**DOCUMENT PASSAGE:**
_____
LITTLE RICHARD December 5, 1932 - May 9, 2020
Little Richard always knew his true worth and was more than aware of his legend. “I am the originator, I am the emancipator, I am the architect of rock’n’roll,” he informed me with all due modesty back in 1996. “I am the engineer, I am the one that brought the train to the city… What a pity.”
There was no ‘off’ switch on the self-styled Quasar Of Rock. He’d learned his craft drumming up business for snake oil salesmen, and he never forgot how to dazzle. He beamed, his eyes wide, seemingly bordering on frenzy; a pompadoured, cosmetics-drenched, star-spangled vision. He was – depending on who you spoke to – either the King or the Queen Of Rock’N’Roll, King Of The Blues, Creator Of Soul and, back in the early 1950s when the young James Brown was engaged as his tour support, customarily introduced as ‘The Hardest-Working Man In Show Business’. And that extraordinary voice, soft and charming in conversational repose, had an explosive power that was way beyond the reach of his peers. An irresistible clarion call that united both black and white audiences, even in the segregated US South, it rang out across the world and changed the face of popular music forever.
_____
**Stored data entries:**

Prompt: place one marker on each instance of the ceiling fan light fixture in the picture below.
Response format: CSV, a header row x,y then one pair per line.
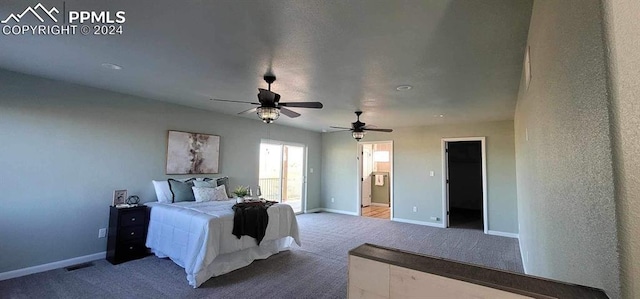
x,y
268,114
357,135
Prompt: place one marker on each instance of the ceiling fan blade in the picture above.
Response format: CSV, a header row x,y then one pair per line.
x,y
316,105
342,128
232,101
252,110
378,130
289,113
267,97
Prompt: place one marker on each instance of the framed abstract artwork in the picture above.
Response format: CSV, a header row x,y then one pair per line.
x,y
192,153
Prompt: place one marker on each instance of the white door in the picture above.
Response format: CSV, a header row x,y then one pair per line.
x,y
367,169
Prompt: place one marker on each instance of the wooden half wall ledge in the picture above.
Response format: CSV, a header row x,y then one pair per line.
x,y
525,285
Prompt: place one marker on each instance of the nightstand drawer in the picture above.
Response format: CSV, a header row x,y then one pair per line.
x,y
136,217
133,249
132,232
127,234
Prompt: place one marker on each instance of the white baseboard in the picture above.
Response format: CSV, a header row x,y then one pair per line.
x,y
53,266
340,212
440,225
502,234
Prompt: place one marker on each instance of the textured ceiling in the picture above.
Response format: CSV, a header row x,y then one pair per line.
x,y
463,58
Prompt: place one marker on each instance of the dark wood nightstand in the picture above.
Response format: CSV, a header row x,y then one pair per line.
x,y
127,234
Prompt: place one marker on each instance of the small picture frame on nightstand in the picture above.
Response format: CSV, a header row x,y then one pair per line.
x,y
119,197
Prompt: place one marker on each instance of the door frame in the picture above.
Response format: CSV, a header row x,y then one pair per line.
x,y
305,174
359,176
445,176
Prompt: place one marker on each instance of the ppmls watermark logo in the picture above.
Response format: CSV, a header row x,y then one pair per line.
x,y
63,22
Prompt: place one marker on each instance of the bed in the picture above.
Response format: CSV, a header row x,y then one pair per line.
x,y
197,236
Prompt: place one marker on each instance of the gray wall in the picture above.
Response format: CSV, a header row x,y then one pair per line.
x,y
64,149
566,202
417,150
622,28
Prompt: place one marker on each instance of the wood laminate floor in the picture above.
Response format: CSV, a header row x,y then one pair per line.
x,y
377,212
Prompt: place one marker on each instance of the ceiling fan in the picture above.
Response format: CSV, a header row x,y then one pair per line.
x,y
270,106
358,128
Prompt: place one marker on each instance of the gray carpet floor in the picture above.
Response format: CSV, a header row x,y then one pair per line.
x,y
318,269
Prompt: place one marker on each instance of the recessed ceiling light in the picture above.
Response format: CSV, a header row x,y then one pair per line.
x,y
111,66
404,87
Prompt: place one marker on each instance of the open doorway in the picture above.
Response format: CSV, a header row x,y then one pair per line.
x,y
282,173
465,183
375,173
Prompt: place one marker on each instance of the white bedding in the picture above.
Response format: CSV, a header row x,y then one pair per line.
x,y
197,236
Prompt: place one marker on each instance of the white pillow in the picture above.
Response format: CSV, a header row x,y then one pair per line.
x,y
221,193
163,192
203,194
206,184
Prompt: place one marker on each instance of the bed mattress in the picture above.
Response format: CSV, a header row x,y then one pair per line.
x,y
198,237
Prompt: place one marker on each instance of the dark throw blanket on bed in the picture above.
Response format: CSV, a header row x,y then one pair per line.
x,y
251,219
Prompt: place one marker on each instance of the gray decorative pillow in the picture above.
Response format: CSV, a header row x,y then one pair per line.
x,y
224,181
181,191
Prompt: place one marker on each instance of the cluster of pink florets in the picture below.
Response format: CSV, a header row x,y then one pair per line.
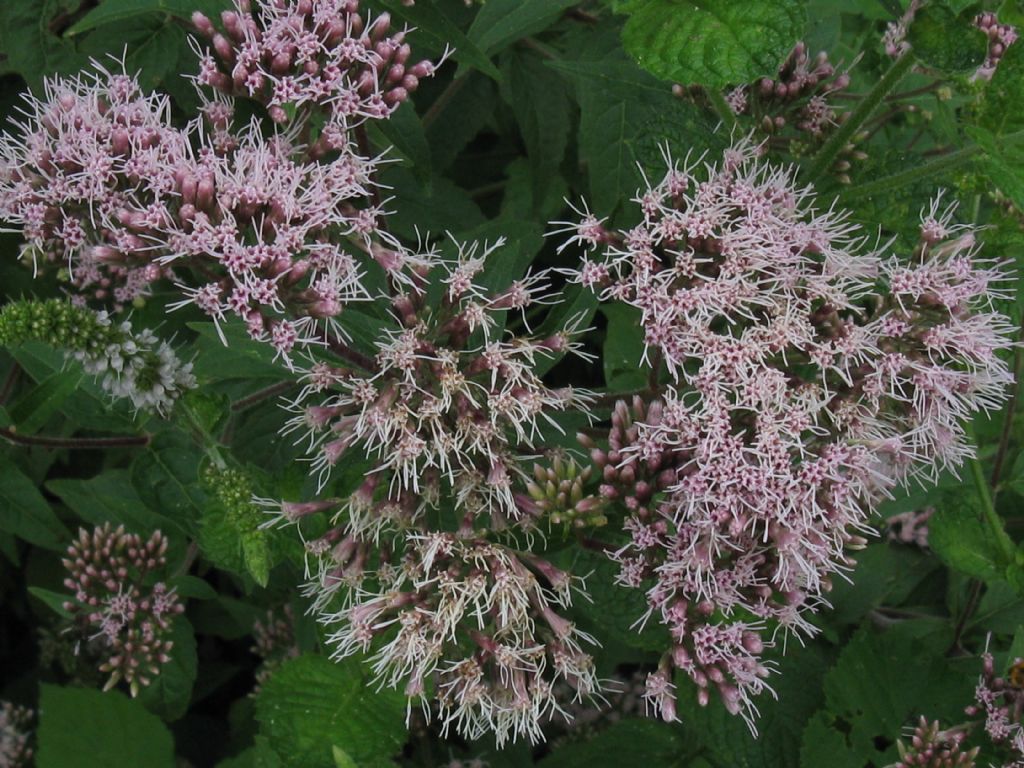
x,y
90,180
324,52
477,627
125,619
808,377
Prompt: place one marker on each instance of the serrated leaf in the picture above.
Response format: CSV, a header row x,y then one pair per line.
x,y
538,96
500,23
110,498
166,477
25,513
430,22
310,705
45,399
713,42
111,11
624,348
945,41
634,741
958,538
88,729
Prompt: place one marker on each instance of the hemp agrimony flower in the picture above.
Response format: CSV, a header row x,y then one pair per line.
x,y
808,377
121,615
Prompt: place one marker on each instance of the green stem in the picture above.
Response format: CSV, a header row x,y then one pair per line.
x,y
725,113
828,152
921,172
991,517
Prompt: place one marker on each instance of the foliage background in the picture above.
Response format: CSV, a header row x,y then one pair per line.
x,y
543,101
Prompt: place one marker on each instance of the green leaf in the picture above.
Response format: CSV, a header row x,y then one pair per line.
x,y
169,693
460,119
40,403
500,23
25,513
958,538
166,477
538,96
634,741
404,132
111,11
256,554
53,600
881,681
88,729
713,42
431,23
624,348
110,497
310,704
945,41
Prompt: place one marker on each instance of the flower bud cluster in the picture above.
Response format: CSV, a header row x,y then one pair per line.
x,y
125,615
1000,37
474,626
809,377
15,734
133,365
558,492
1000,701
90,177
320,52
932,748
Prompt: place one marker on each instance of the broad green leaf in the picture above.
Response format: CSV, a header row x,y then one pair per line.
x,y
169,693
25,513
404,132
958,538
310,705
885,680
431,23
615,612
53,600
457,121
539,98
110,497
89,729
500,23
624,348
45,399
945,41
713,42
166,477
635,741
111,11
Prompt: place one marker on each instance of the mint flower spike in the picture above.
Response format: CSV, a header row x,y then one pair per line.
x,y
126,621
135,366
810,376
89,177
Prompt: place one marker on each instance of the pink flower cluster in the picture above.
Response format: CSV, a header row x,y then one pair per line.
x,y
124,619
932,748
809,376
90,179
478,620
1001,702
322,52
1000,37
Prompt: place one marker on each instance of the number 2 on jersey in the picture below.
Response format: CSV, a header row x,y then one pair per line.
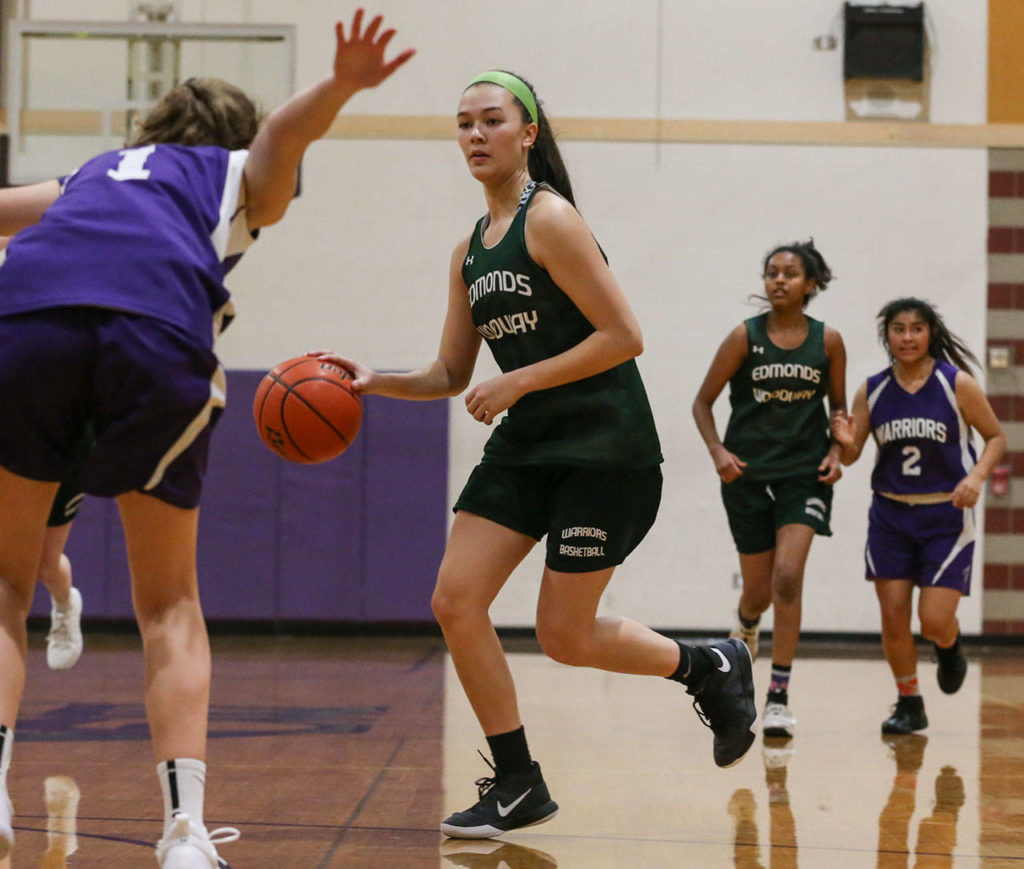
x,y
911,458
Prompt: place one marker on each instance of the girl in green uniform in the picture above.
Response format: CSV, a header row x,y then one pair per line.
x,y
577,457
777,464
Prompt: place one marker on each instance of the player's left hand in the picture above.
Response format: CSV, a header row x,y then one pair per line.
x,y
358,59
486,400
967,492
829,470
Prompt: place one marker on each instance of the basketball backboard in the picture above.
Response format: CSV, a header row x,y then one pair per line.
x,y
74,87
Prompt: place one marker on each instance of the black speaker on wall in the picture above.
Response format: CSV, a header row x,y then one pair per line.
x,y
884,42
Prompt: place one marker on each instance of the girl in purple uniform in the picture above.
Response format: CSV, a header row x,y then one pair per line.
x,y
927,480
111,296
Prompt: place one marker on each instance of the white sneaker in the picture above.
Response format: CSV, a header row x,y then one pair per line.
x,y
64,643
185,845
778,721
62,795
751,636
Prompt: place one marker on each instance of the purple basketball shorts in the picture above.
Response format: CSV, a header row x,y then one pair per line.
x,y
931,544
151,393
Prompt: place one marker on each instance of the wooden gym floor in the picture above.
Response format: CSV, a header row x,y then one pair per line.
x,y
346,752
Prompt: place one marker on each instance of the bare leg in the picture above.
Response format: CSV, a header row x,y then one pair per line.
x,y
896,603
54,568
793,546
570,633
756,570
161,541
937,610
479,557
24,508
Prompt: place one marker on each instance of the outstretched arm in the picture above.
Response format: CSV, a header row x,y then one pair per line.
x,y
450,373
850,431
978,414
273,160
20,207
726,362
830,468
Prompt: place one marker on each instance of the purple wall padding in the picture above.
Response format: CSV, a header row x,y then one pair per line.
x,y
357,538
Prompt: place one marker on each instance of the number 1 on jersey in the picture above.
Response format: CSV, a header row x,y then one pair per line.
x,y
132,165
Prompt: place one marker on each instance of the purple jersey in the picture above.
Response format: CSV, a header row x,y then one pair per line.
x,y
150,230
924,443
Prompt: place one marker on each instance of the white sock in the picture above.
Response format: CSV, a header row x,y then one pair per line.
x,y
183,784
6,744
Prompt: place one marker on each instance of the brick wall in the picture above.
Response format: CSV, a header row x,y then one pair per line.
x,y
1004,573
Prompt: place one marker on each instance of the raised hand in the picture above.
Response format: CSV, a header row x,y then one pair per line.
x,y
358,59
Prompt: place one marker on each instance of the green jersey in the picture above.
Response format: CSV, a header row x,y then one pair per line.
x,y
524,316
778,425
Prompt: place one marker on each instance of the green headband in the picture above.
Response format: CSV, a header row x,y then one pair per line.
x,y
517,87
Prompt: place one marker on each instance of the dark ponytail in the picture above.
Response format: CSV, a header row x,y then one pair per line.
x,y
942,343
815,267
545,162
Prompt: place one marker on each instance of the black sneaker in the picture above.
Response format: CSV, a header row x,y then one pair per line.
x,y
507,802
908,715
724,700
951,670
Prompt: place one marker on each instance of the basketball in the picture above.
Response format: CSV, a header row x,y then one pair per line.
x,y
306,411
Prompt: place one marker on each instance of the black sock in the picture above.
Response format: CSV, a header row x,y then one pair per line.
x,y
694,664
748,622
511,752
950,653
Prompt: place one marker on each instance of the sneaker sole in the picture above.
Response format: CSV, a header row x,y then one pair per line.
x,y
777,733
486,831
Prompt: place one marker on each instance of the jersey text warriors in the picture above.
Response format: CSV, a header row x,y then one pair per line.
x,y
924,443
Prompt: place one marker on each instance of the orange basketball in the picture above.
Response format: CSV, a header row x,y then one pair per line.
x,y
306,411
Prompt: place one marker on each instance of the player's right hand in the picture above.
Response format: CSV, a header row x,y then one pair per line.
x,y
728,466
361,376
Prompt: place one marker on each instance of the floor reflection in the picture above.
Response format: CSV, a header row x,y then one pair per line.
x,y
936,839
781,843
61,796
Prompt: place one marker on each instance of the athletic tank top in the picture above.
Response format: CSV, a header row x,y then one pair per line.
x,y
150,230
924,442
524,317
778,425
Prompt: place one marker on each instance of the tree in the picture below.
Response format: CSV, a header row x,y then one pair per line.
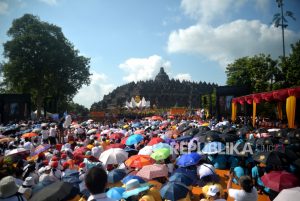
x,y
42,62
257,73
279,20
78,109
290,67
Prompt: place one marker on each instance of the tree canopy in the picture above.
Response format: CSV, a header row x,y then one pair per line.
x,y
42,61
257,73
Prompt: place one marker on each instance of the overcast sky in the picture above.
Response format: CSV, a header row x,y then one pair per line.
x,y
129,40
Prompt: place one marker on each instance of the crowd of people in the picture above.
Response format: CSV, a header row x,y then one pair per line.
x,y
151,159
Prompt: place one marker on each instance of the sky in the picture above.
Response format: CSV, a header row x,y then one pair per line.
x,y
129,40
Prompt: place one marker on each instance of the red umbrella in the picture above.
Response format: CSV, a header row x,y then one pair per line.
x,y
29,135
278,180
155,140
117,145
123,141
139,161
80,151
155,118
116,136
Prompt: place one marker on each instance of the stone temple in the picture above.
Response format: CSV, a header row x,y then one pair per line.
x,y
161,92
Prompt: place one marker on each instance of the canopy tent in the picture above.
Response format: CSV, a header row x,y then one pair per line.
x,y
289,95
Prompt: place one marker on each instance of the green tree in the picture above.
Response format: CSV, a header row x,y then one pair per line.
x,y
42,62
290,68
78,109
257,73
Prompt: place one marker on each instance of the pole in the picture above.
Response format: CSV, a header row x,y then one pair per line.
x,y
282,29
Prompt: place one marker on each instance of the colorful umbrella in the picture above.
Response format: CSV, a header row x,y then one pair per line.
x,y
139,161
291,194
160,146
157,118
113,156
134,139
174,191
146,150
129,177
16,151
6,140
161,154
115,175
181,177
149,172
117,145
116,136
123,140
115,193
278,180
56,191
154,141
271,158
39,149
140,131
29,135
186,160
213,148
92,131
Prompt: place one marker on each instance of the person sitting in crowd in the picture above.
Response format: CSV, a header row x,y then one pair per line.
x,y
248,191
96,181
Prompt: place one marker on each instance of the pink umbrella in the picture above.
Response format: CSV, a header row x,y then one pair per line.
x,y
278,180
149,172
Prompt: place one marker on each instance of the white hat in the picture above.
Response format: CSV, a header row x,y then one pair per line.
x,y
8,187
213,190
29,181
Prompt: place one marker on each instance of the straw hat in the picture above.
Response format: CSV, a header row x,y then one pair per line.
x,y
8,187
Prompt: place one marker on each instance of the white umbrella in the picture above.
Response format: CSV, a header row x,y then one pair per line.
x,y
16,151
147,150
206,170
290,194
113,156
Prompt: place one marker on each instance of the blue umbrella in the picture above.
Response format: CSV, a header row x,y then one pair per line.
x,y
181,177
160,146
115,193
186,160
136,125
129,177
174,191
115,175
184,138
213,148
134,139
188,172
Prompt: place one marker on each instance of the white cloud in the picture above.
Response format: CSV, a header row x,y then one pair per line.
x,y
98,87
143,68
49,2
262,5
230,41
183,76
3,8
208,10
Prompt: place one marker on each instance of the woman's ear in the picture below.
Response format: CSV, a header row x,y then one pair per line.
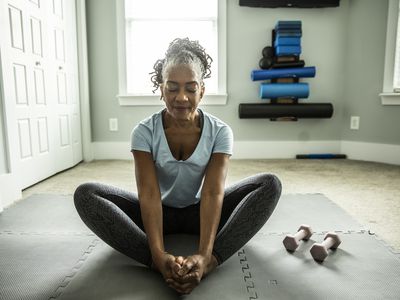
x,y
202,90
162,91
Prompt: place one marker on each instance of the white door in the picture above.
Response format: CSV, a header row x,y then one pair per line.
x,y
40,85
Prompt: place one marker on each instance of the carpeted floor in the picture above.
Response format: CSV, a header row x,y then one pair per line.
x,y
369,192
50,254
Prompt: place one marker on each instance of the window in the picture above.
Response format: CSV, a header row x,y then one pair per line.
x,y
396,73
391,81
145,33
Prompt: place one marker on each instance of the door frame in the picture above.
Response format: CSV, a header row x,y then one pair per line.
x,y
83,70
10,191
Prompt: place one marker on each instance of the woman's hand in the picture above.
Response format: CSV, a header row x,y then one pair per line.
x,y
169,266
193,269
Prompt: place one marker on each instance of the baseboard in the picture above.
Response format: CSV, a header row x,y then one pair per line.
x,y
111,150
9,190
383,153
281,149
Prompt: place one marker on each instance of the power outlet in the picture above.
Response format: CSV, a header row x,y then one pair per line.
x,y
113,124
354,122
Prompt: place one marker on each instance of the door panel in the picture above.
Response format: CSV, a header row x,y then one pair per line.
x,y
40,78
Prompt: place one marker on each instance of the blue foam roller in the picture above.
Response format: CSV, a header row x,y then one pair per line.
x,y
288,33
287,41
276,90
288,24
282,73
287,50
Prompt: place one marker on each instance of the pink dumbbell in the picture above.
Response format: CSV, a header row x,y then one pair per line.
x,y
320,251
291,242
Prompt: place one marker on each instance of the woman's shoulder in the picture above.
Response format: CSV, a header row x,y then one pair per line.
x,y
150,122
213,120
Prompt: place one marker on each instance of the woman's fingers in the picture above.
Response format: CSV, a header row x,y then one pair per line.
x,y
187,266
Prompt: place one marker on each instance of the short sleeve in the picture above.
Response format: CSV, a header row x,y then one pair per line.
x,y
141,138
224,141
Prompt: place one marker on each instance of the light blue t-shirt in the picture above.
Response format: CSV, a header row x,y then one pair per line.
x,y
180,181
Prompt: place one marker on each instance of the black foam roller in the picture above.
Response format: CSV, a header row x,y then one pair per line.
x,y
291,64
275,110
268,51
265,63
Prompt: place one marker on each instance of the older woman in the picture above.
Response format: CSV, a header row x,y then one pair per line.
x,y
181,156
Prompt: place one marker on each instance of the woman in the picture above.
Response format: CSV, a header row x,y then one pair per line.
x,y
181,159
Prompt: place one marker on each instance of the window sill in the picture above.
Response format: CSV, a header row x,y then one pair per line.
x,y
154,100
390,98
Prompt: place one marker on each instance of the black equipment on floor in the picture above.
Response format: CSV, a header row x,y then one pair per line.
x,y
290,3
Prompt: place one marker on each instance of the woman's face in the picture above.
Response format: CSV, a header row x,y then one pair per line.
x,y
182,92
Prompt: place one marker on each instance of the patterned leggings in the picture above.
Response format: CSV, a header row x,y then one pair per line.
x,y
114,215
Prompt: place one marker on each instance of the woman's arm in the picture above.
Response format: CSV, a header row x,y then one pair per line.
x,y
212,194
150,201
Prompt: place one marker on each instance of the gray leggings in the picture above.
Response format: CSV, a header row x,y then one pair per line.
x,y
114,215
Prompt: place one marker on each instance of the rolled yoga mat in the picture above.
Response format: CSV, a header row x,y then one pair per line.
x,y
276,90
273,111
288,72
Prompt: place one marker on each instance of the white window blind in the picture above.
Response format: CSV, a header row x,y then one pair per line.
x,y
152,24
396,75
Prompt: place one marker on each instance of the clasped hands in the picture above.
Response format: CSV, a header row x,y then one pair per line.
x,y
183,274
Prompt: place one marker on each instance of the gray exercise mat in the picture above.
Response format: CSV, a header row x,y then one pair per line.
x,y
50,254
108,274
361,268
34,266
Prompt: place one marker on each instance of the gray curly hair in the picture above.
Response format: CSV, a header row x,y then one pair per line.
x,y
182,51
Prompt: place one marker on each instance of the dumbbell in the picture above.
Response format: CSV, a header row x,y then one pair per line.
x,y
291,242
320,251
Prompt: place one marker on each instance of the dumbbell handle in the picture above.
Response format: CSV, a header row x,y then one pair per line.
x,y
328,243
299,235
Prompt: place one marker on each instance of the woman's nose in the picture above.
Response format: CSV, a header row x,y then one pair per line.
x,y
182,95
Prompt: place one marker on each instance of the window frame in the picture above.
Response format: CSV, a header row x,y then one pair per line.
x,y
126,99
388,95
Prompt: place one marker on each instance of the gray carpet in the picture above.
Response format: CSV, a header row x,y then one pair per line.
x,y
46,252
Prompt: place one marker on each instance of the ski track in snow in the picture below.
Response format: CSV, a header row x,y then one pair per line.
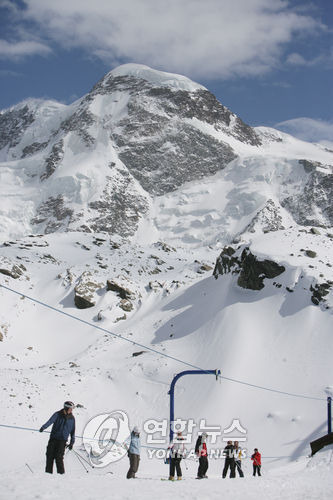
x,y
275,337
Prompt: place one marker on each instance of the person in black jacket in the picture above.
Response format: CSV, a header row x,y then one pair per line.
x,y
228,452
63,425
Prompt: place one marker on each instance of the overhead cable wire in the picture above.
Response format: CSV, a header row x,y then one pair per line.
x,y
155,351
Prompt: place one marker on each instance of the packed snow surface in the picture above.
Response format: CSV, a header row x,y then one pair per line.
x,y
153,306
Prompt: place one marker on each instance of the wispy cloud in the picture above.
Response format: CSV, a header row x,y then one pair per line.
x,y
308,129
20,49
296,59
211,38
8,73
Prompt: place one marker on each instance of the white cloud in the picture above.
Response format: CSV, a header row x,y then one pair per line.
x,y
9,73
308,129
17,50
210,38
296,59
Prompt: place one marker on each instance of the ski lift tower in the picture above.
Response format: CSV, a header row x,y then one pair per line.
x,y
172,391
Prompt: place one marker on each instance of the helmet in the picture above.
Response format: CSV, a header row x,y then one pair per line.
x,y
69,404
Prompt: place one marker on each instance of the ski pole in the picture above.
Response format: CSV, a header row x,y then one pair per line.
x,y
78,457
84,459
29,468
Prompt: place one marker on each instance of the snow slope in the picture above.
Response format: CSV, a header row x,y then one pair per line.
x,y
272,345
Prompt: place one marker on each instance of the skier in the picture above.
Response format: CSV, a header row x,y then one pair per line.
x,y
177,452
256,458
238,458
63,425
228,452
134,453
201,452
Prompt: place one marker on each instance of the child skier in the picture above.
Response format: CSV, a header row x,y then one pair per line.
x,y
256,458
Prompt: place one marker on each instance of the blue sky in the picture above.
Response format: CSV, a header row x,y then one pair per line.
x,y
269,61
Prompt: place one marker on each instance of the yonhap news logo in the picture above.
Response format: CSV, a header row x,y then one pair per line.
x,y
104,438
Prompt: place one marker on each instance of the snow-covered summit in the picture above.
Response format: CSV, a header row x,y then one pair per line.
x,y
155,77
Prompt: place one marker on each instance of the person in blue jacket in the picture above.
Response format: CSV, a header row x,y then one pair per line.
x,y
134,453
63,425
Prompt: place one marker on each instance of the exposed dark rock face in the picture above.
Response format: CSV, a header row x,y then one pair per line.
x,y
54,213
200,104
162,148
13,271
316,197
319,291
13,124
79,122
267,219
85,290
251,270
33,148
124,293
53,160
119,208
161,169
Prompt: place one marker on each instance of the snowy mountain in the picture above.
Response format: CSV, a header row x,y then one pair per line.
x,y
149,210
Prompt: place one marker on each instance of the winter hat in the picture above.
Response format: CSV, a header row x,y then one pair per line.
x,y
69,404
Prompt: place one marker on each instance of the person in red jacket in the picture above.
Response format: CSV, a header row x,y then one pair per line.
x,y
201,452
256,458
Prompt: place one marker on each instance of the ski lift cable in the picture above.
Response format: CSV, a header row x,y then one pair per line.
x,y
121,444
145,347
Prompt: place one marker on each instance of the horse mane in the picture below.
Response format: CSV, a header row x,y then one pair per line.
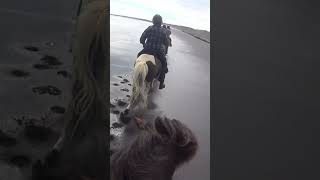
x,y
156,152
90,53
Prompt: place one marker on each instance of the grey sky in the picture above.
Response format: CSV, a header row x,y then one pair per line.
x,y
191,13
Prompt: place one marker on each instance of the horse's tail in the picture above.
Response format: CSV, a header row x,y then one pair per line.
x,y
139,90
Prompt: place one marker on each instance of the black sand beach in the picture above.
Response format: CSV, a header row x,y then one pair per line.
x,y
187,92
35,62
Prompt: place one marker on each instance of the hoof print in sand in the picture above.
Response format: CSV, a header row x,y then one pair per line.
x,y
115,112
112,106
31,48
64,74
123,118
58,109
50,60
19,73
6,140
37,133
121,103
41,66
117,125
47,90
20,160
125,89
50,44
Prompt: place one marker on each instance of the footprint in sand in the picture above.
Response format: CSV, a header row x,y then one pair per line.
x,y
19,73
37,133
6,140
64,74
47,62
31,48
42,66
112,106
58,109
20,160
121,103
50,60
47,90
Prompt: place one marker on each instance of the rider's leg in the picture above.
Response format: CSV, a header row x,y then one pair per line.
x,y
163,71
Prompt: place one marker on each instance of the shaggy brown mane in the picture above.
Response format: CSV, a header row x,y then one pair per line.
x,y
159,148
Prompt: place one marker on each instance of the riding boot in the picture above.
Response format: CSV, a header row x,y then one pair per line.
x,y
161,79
_____
Copy out the full Little Richard tribute word for word, from its heading through its last sentence.

LITTLE RICHARD December 5, 1932 - May 9, 2020
Little Richard always knew his true worth and was more than aware of his legend. “I am the originator, I am the emancipator, I am the architect of rock’n’roll,” he informed me with all due modesty back in 1996. “I am the engineer, I am the one that brought the train to the city… What a pity.”
There was no ‘off’ switch on the self-styled Quasar Of Rock. He’d learned his craft drumming up business for snake oil salesmen, and he never forgot how to dazzle. He beamed, his eyes wide, seemingly bordering on frenzy; a pompadoured, cosmetics-drenched, star-spangled vision. He was – depending on who you spoke to – either the King or the Queen Of Rock’N’Roll, King Of The Blues, Creator Of Soul and, back in the early 1950s when the young James Brown was engaged as his tour support, customarily introduced as ‘The Hardest-Working Man In Show Business’. And that extraordinary voice, soft and charming in conversational repose, had an explosive power that was way beyond the reach of his peers. An irresistible clarion call that united both black and white audiences, even in the segregated US South, it rang out across the world and changed the face of popular music forever.